■ **SELECTED PASSAGE**:
▬▬▬▬▬▬▬▬▬▬

Make it clean according to Oklahoma health code standards. You'd be surprised at the difference. For instance, there seems to be no rule in California that cooks have to wear hats or hairnets. At California Pizza Kitchen in Walnut Creek, right up the road from you, I and seven friends sat down to eat. Four of us found hair in our food, and the manager argued that there was no law requiring haircovers, as if that somehow excused him. We got up and walked out. I've also been in cafe-style restaurants where the forks were in a bin for the public to pull their own fork out of, TINES UP. That's just wrong. Pick your nose and reach for a fork, and contaminate four other ones while you're getting your own; it's a great way to express your hostility. It's also illegal in Oklahoma, but not in California. It's why, when out of state visitors ask me about restaurants, they're either dirty, clean, or "California clean," which I explain and let them take their chances.

Wobbly tables or chairs puts a restaurant on my shit list, too. That's such a simple problem to fix, I should NEVER encounter it. Ditto torn upholstery.

Notice I've never mentioned food quality? Even the hair doesn't count as food quality, that's cleanliness and management. The food may have been most excellent, but never made it into my mouth.

Perfumed soap in the bathroom. When I wash my hands, and then take a bite of food, the perfume on my hand wafts into my nose and badly affects the flavor of the food. I've taken to washing without soap at restaurants, and leaving if the water isn't hot enough to do the sanitizing job on its own. I eat food, not perfume.

Not-hot water in the bathroom. This is too easily done to let slide. And restaurant sinks should have foot pedals to control water flow, not handles. if you must have handles, have the kind that protrude and can be turned off with an elbow, so i don't touch everyone else's lame handwashing results right before eating.

▬▬▬▬▬▬▬▬▬▬

■ **STORED RECORDS**:
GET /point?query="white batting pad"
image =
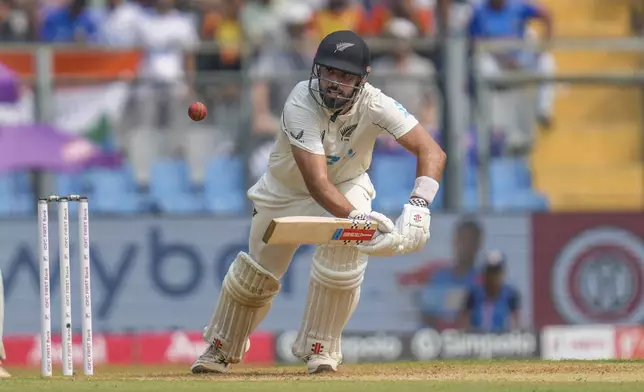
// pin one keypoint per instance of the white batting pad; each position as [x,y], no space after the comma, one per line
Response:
[334,291]
[246,296]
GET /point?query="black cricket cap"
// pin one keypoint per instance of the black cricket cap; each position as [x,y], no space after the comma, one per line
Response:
[346,51]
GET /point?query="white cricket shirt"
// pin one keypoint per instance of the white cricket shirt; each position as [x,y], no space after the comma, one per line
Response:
[347,142]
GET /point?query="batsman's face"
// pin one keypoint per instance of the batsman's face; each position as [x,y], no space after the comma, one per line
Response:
[337,87]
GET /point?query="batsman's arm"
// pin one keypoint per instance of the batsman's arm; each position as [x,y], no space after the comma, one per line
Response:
[430,157]
[313,169]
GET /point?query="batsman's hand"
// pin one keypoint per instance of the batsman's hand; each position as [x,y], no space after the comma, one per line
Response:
[386,242]
[413,226]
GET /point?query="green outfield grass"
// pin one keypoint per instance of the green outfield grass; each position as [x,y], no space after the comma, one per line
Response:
[448,376]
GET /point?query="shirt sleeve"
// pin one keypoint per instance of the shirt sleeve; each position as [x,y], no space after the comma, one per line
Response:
[391,117]
[514,302]
[302,127]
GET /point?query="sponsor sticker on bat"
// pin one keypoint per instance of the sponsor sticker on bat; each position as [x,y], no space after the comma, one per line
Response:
[353,234]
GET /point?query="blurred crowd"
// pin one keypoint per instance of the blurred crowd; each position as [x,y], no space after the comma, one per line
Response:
[273,43]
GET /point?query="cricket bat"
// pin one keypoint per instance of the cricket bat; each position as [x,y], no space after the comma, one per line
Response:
[297,230]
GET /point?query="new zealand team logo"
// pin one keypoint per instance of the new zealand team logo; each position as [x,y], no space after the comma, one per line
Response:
[598,277]
[347,132]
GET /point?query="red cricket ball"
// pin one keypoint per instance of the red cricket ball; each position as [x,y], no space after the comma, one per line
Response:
[197,111]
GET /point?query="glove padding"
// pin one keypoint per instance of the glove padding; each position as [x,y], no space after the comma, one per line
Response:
[413,226]
[386,241]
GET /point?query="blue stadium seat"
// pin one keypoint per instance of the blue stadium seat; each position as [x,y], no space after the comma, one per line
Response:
[225,185]
[508,174]
[393,177]
[170,187]
[112,191]
[511,186]
[16,196]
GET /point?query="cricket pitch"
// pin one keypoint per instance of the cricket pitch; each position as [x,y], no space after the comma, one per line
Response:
[443,376]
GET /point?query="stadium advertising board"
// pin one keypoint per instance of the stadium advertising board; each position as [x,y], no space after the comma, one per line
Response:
[422,345]
[588,269]
[144,269]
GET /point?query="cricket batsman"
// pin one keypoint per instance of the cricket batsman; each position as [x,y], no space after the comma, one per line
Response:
[318,167]
[3,355]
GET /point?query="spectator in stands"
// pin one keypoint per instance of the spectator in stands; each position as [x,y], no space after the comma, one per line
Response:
[120,21]
[445,283]
[275,73]
[170,39]
[341,15]
[15,23]
[387,10]
[504,19]
[223,25]
[491,305]
[70,23]
[406,76]
[260,25]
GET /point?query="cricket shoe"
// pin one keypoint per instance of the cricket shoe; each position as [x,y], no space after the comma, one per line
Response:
[213,361]
[321,363]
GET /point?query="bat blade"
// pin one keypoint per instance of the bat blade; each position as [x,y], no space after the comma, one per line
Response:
[313,230]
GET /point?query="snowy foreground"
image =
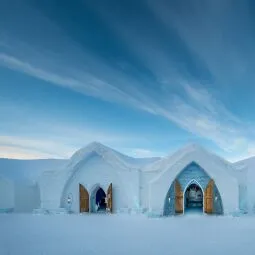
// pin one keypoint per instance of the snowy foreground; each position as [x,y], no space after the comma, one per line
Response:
[123,234]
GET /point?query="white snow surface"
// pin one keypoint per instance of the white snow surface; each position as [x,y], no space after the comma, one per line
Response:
[217,168]
[125,235]
[28,170]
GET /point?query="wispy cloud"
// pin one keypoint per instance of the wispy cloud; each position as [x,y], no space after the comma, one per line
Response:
[170,91]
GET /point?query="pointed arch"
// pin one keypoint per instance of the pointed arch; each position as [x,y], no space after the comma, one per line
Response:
[193,181]
[84,199]
[93,197]
[208,197]
[109,198]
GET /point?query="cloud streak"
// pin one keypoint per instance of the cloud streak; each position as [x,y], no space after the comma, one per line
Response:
[169,90]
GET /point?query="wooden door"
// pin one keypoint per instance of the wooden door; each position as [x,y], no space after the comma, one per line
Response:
[84,199]
[208,197]
[178,197]
[109,198]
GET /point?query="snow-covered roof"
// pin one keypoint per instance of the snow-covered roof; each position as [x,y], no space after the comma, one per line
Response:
[217,168]
[111,156]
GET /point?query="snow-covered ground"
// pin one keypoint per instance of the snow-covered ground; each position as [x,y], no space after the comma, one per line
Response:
[124,234]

▬▬▬▬▬▬▬▬▬▬

■ **EXERCISE TASKS**:
**a)** Restate the paragraph of the restaurant comments above that begins "Perfumed soap in the bathroom" in two short sentences, keeping its main facts.
**b)** Write out everything in the restaurant comments from "Not-hot water in" down to "right before eating.", word for word.
**c)** Write what comes next in the restaurant comments, starting after their final sentence.

■ **RESULTS OF THE TASKS**:
**a)** Perfumed soap in restaurant bathrooms leaves a scent on the hands that drifts into the nose while eating and spoils the taste of the food. The writer now washes without soap at restaurants and leaves if the water isn't hot enough to sanitize by itself.

**b)**
Not-hot water in the bathroom. This is too easily done to let slide. And restaurant sinks should have foot pedals to control water flow, not handles. if you must have handles, have the kind that protrude and can be turned off with an elbow, so i don't touch everyone else's lame handwashing results right before eating.

**c)**
Bathroom door handles. About one in ten men in California washes his hands after pissing, and it's gross. In the Midwest, I was in my twenties before I saw a man walk out of a restroom without washing his hands. In California, I went into mild horror-shock when I realized all the things I was touching that meant indirect contact with other men's dicks. Grooooooo-ossssss. Restaurants that have two-way doors with kick plates so I can open them with my foot or hip get high marks. And i flush with my foot, even urinals that require me to hike my leg up martial-arts style. Gimme a pedal for that, too, and if you use gadgets to flush for me, MAKE SURE THEY WORK 100% OF THE TIME.

Paper towel holders that ration out the towels. if I'm going to drop a hundred bucks on dinner, I get to dry my hands without fighting with a machine. Screw with this at your peril.

ANY bathroom stink. This is also too easily handled to let slide. Urine doesn't stink immediately; if I can smell stale urine, it's had a day or so to rot, which means bad management and a filthy kitchen. Don't cover it with perfume, either; I'll still smell it. Others do, too, they're just generally not as conscious of details as I am, so they can't explain why they stay away.

Stingy portions. Food's too cheap to send me away hungry, or force me to order two entrees to get a belly full (and, no, I'm not overweight or a glutton). California cuisine is notoriously light, which doesn't mean small portions and shouldn't be mistaken to mean small portions, so this is especially important in California cuisine restaurants. I don't go to restaurants because I'm not hungry; let ME decide when I've had enough.

Glass tabletops. They're pretty in the brochure, but they are messy, getting water rings on suit sleeves, etc.

Beer bottles and glasses. Bring one or the other, don't clutter the table. Either pour me a glass or bring me a bottle and I'll swig it (and people who sneer at my manners in that regard really can kiss my ass), but don't bring me a bottle of beer and an empty glass, leave it for me to pour, and then expect me to feel I got "served."

Fresh coffee cups. When I'm done with my first cup of coffee, I add the fixin's to the empty cup, and when the waiter pours the second one (without asking me, if he's on the ball), voila, the coffee's ready, adn I don't have to add stuff and stir. Taking away my old cup and bringing me a new cup every time forces me to repeat the operation. This is rare, but has happened, and required intervention on my part. Not cool.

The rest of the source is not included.